- _Exercise_: Make an exact copy of the data below, leaving out every picture.

(Image-grounded pointing data)
________

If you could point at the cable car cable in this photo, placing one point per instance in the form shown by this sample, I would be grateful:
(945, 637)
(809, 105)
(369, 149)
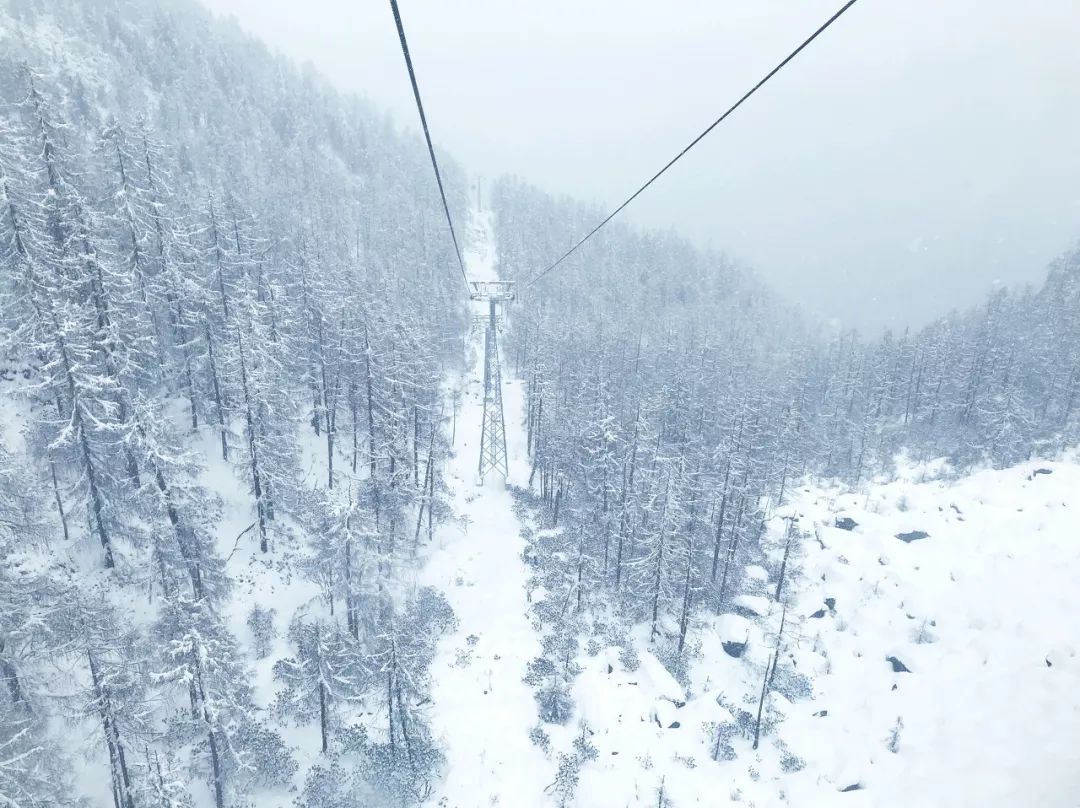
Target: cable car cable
(427, 135)
(696, 140)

________

- _Output for this exercise_:
If you could point at the cable car cable in this photo, placing one point per instance in the form shown by this sample, I would be grateful:
(945, 637)
(809, 105)
(369, 149)
Target: cable car cable
(427, 135)
(696, 140)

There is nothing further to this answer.